[Start of Attachment]

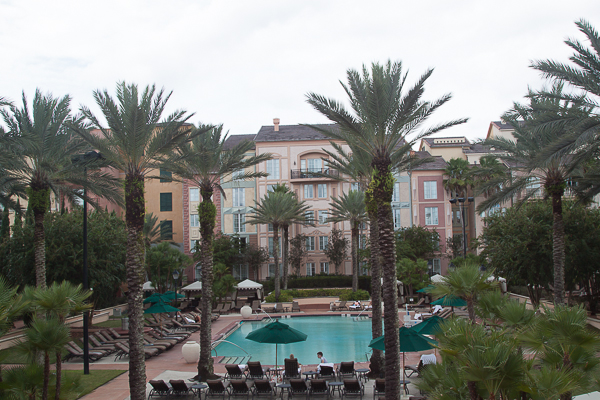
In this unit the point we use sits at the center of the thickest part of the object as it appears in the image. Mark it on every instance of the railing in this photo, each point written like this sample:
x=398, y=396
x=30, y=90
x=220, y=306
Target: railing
x=314, y=173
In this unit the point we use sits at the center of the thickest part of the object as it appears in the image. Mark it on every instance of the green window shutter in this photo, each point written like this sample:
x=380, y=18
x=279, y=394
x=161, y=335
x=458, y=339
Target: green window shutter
x=166, y=202
x=165, y=176
x=166, y=230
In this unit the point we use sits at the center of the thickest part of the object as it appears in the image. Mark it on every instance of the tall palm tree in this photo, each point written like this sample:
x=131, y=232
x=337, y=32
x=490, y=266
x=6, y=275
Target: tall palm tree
x=277, y=208
x=382, y=118
x=136, y=141
x=42, y=147
x=535, y=175
x=209, y=164
x=350, y=207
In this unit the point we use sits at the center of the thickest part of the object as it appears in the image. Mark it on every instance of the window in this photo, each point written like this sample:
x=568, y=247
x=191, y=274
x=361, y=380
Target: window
x=430, y=190
x=310, y=243
x=165, y=176
x=194, y=194
x=239, y=221
x=431, y=216
x=238, y=174
x=166, y=229
x=272, y=270
x=322, y=217
x=396, y=194
x=308, y=192
x=240, y=271
x=166, y=202
x=311, y=165
x=397, y=224
x=271, y=247
x=323, y=241
x=310, y=216
x=238, y=197
x=273, y=169
x=322, y=190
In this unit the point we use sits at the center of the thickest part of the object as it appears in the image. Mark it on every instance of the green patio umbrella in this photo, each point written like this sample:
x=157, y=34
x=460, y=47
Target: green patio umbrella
x=410, y=341
x=430, y=326
x=449, y=301
x=160, y=307
x=277, y=333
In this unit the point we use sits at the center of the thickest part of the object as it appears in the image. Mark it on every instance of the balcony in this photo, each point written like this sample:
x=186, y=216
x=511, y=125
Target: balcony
x=314, y=173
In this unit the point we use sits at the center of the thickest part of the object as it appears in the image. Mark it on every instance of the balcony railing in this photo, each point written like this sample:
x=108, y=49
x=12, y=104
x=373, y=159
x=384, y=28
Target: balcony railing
x=314, y=173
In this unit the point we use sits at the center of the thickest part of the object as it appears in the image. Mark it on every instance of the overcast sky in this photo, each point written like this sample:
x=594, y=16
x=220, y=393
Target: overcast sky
x=243, y=63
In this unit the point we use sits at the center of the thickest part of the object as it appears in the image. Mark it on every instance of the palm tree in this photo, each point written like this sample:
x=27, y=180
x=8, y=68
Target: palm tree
x=277, y=208
x=350, y=207
x=209, y=164
x=382, y=118
x=137, y=142
x=465, y=282
x=534, y=174
x=42, y=147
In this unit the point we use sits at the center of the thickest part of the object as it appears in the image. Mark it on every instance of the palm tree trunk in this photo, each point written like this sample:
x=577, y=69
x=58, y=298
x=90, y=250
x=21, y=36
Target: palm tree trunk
x=286, y=246
x=558, y=247
x=207, y=215
x=134, y=217
x=381, y=188
x=376, y=325
x=276, y=257
x=354, y=233
x=58, y=374
x=39, y=244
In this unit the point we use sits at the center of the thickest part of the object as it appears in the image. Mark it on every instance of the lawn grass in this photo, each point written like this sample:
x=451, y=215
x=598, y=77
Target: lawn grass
x=88, y=383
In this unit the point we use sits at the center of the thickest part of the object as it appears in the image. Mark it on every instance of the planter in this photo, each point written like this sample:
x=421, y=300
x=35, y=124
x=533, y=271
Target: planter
x=191, y=352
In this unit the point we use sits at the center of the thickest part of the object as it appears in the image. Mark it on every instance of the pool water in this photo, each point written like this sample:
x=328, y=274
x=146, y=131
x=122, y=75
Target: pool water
x=339, y=338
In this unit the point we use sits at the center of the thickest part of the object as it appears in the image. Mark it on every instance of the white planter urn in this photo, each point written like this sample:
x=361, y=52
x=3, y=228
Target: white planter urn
x=246, y=312
x=191, y=352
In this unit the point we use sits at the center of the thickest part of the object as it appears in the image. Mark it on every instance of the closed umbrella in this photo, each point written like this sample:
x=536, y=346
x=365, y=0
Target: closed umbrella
x=278, y=333
x=410, y=341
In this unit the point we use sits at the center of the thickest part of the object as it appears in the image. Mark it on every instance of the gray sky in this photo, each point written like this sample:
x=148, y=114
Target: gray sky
x=242, y=63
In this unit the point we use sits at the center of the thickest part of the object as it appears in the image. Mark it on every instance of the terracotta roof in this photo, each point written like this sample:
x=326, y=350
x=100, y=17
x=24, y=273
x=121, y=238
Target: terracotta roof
x=437, y=163
x=234, y=140
x=267, y=133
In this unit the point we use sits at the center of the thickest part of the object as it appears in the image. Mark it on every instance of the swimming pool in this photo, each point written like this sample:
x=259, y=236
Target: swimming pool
x=339, y=338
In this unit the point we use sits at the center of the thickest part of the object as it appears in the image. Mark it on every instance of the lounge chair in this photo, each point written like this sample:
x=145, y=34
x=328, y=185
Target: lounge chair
x=295, y=306
x=326, y=372
x=239, y=388
x=346, y=370
x=180, y=388
x=353, y=387
x=379, y=388
x=255, y=370
x=234, y=372
x=159, y=389
x=298, y=387
x=262, y=388
x=216, y=388
x=292, y=370
x=319, y=387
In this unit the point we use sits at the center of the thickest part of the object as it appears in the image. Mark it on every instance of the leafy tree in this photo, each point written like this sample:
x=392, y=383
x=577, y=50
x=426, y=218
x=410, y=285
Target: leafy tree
x=536, y=176
x=350, y=207
x=137, y=142
x=417, y=242
x=209, y=164
x=383, y=115
x=298, y=252
x=337, y=245
x=42, y=162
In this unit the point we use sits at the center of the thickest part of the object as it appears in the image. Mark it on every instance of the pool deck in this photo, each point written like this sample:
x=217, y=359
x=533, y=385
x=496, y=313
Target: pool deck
x=171, y=365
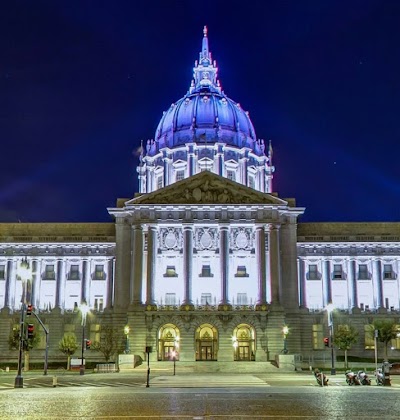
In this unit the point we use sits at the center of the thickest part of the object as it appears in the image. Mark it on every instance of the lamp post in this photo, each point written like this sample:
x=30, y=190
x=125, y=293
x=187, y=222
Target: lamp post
x=330, y=307
x=84, y=311
x=126, y=332
x=23, y=273
x=285, y=332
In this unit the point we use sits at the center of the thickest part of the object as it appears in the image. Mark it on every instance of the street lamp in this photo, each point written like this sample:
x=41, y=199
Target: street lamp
x=23, y=273
x=126, y=332
x=285, y=332
x=330, y=307
x=84, y=311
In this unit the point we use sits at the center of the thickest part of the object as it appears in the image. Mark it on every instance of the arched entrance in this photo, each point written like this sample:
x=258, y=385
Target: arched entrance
x=243, y=343
x=206, y=343
x=168, y=342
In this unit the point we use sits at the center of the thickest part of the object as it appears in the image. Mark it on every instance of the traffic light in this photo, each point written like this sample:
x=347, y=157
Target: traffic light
x=31, y=329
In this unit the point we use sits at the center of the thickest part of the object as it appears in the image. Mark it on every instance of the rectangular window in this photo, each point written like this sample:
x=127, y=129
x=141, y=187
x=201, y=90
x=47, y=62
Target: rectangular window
x=231, y=175
x=94, y=334
x=99, y=272
x=241, y=271
x=49, y=273
x=387, y=271
x=363, y=272
x=170, y=298
x=369, y=340
x=74, y=273
x=242, y=298
x=396, y=341
x=180, y=175
x=252, y=182
x=337, y=271
x=313, y=272
x=206, y=299
x=206, y=271
x=170, y=271
x=318, y=337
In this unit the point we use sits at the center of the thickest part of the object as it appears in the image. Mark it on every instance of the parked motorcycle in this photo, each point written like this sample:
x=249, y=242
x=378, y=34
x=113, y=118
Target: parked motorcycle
x=321, y=378
x=363, y=378
x=379, y=377
x=351, y=378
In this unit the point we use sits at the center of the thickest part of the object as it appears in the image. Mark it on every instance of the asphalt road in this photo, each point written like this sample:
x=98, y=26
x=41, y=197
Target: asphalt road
x=125, y=396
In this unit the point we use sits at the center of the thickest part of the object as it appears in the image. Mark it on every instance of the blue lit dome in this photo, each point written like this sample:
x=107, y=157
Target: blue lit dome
x=205, y=114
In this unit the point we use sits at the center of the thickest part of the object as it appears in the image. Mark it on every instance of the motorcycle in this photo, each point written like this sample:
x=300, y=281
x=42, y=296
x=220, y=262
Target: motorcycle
x=379, y=377
x=321, y=378
x=363, y=378
x=351, y=378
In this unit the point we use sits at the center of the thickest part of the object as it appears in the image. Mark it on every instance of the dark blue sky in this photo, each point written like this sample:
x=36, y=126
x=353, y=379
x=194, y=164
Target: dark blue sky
x=82, y=82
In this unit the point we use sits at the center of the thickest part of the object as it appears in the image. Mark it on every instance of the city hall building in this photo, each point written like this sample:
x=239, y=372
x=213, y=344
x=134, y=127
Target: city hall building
x=206, y=262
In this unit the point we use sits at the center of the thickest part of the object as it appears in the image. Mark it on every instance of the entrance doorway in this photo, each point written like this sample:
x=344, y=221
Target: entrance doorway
x=206, y=343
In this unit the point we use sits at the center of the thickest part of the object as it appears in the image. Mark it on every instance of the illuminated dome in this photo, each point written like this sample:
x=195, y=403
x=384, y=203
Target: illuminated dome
x=205, y=114
x=205, y=131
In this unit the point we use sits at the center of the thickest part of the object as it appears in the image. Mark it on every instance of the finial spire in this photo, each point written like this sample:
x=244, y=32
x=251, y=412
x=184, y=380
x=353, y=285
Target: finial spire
x=205, y=70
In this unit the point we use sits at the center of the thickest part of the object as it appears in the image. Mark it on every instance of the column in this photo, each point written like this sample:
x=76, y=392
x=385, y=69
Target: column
x=261, y=265
x=122, y=263
x=187, y=262
x=289, y=286
x=274, y=262
x=377, y=283
x=9, y=298
x=224, y=262
x=352, y=284
x=151, y=263
x=326, y=282
x=137, y=264
x=86, y=280
x=110, y=283
x=302, y=283
x=60, y=285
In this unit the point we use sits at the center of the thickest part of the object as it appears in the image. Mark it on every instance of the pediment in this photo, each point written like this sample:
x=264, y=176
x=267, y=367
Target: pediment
x=206, y=188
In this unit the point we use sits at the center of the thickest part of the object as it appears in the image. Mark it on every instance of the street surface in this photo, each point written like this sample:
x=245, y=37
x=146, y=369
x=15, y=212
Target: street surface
x=193, y=396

[End of Attachment]

▶ **YOUR ASSIGNMENT**
Going by the entries above, repeat exactly the lines that start at the line with "x=496, y=313" and go on through the line with "x=41, y=199". Pictures are not part of the copy.

▶ **YOUR SOLUTION**
x=496, y=313
Target: pool deck
x=171, y=365
In this unit the point we use sits at the center of the thickest part of the object as it appears in the image. Mark it on every instance of the lamp post in this photo, each point written like this sample:
x=30, y=190
x=125, y=293
x=187, y=222
Target: lamp post
x=330, y=307
x=84, y=311
x=126, y=332
x=23, y=273
x=285, y=332
In this unit the point we use sits at the center of the thickest part of the object as it appears in the image. Mark it on every instance of the street lamp in this photo, each point written like this sample:
x=41, y=199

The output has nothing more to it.